┌────────
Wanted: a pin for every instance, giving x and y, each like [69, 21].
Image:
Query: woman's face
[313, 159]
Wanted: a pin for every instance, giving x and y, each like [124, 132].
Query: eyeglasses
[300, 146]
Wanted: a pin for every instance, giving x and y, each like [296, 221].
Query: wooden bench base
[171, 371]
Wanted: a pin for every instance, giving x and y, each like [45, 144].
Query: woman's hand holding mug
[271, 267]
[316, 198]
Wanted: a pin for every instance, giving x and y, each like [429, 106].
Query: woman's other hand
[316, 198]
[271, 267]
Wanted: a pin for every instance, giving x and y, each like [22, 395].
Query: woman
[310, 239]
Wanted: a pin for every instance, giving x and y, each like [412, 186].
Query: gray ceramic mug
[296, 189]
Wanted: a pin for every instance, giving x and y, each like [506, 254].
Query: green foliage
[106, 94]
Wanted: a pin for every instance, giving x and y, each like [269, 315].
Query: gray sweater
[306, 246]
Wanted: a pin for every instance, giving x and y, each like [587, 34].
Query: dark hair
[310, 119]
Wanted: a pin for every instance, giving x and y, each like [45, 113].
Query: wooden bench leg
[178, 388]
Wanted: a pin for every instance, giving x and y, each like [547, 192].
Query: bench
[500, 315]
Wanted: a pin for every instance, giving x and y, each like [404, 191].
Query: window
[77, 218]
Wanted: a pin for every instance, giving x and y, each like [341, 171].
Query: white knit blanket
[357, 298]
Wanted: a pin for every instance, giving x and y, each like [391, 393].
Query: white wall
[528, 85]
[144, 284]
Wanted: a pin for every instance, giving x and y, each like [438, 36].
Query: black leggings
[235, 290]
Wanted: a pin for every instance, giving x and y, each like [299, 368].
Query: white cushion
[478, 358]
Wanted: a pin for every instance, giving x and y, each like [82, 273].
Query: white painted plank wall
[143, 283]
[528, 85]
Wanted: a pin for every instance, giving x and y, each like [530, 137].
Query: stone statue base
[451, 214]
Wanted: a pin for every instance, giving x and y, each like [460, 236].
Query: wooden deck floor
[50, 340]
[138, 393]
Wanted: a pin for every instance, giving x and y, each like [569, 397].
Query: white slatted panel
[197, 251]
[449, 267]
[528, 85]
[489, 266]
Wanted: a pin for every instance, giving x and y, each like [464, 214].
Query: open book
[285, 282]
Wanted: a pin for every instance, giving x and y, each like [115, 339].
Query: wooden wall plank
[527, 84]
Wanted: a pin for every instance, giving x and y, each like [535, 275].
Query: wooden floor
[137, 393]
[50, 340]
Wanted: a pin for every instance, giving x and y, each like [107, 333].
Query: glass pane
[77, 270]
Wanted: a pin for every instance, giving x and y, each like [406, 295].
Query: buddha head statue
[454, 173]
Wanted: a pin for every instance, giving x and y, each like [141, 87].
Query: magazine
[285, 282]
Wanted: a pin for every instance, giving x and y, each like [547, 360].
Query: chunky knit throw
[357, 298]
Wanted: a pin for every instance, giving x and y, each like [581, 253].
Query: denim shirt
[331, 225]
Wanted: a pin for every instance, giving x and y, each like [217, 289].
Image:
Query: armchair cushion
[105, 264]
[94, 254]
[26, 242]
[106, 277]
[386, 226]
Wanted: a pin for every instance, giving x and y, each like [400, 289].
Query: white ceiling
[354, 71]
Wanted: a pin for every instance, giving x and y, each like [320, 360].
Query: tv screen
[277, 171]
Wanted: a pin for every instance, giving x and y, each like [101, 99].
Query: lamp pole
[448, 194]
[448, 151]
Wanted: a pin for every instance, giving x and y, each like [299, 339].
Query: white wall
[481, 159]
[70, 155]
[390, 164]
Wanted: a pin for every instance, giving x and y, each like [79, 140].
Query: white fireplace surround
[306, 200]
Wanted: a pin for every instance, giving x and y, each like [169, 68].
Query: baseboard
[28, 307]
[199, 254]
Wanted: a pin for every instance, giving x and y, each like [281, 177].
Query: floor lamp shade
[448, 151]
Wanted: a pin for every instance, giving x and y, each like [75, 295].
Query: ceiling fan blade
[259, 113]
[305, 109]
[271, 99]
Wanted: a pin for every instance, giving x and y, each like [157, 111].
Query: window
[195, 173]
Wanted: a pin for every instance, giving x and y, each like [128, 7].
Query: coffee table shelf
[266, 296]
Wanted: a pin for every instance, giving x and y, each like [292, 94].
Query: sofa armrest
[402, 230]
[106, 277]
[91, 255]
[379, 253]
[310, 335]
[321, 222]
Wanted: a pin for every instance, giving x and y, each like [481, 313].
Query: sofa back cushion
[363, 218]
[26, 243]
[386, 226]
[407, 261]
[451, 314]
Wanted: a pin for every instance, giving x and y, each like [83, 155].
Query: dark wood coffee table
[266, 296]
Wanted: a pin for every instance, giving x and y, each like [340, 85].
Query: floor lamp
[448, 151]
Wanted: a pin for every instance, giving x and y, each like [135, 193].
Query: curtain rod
└────────
◆ **To do**
Transcribe every record exactly, keeping each line as it is.

◆ **Solved exercise**
Wanted: a pin for every instance, giving x and y, each like [69, 21].
Image:
Query: woman's face
[313, 159]
Wanted: a pin for every instance, giving x and y, each like [124, 132].
Query: eyeglasses
[300, 146]
Wanted: a pin for every instance, giving x and y, each like [296, 221].
Query: wooden bench base
[171, 371]
Wanted: a pin for every instance, giving x and y, each like [45, 144].
Query: woman's hand holding mug
[271, 267]
[316, 198]
Wanted: a pin for every instance, giving x and y, each like [429, 106].
Query: woman's other hand
[316, 198]
[271, 267]
Wanted: a pin for every instance, giving x and y, each like [22, 395].
Query: woman
[310, 239]
Wanted: a pin for every instance, giving x and y, each like [412, 186].
Query: gray ceramic mug
[296, 189]
Wanted: a pin for every instance, giving x and y, each like [506, 254].
Query: green foliage
[106, 94]
Wanted: a pin for every instance, giving x and y, each like [269, 315].
Query: gray sweater
[306, 246]
Wanted: a pin for every instance, giving x and y, each like [587, 34].
Query: dark hair
[310, 119]
Wanted: a pin for every instance, giving x and y, each like [45, 113].
Query: wooden bench leg
[178, 388]
Wanted: a pin for every instance, giving x and y, each like [547, 192].
Query: bench
[500, 315]
Wanted: a pin for every instance, giving x and y, each like [404, 191].
Query: window
[77, 218]
Wanted: a pin for every instance, giving x and y, each like [341, 171].
Query: white knit blanket
[357, 298]
Wanted: a pin for every instance, giving x and y, each like [391, 393].
Query: white wall
[528, 85]
[144, 284]
Wanted: a pin for every instance, giving x and y, each like [438, 36].
Query: black leggings
[235, 290]
Wanted: a pin for every instance, giving x and y, each like [299, 368].
Query: white cushion
[478, 358]
Wanted: a pin for every instance, giving x and y, each like [82, 273].
Query: white painted plank wall
[143, 283]
[528, 85]
Wanted: a pin for every instance, giving x and y, each like [530, 137].
Query: stone statue base
[451, 214]
Wanted: a pin for every instance, giving x and y, each like [460, 236].
Query: wooden deck floor
[50, 340]
[138, 393]
Wanted: a pin for every instance, giving x and y, each like [569, 397].
Query: white slatted panel
[197, 251]
[449, 267]
[528, 85]
[489, 266]
Wanted: a pin for every instance, giving x and y, each like [464, 214].
Query: open book
[285, 282]
Wanted: a pin for every instance, giving x and y, each like [115, 339].
Query: wooden wall plank
[527, 84]
Wanted: a pin for every instance, giving x and y, each like [535, 275].
Query: wooden floor
[137, 393]
[50, 340]
Wanted: a pin for every instance, giving x and y, each like [107, 333].
Query: glass pane
[77, 270]
Wanted: a pin for every instance, giving x and y, each like [406, 295].
Query: buddha head statue
[454, 173]
Wanted: a pin for every instance, giving x and y, each like [141, 87].
Query: magazine
[285, 282]
Wanted: a pin for every instance, giving x and y, each like [547, 360].
Query: chunky knit throw
[357, 298]
Wanted: a pin for every instance, giving x and y, each like [581, 253].
Query: denim shirt
[331, 225]
Wanted: a pin for every instance, giving x and y, each like [217, 289].
Image:
Query: armchair cushion
[105, 264]
[94, 254]
[26, 242]
[106, 277]
[386, 226]
Wanted: a pin for every instance, giving x and y, each like [400, 289].
Query: white ceiling
[354, 71]
Wanted: a pin for every instance, giving x and y, each like [320, 360].
Query: tv screen
[277, 171]
Wanted: a pin for every instance, giving x and y, each like [101, 99].
Query: lamp pole
[448, 194]
[448, 151]
Wanted: a pin for every instance, giving x and y, each like [299, 339].
Query: white wall
[481, 159]
[70, 155]
[390, 164]
Wanted: a pin for every instance, giving x and y, each like [79, 140].
Query: white fireplace surround
[306, 200]
Wanted: a pin for every instance, giving x and y, each like [169, 68].
Query: baseboard
[28, 307]
[199, 254]
Wanted: a pin for every instance, giving x and y, each like [281, 177].
Query: floor lamp shade
[448, 151]
Wanted: a pin for every instance, giving x and y, each like [75, 295].
Query: ceiling fan blade
[259, 113]
[305, 109]
[271, 99]
Wanted: a pin for every instance, giving x and y, each like [157, 111].
Query: window
[195, 173]
Wanted: a pin for every instance, giving x and y, each like [128, 7].
Query: coffee table shelf
[266, 296]
Wanted: a pin for every instance, giving x and y, each like [292, 94].
Query: sofa armrest
[402, 230]
[106, 277]
[91, 255]
[379, 253]
[310, 335]
[321, 222]
Wanted: a pin for every instance, giving x and y, each like [481, 313].
Query: sofa back cushion
[363, 218]
[26, 243]
[386, 226]
[407, 261]
[451, 314]
Wanted: a pin for every instance, giving x and y, each like [83, 155].
Query: dark wood coffee table
[266, 296]
Wanted: a pin for every instance, giving x and y, each like [340, 85].
Query: floor lamp
[448, 151]
Wanted: a pin for every instance, giving x and y, each like [135, 193].
Query: curtain rod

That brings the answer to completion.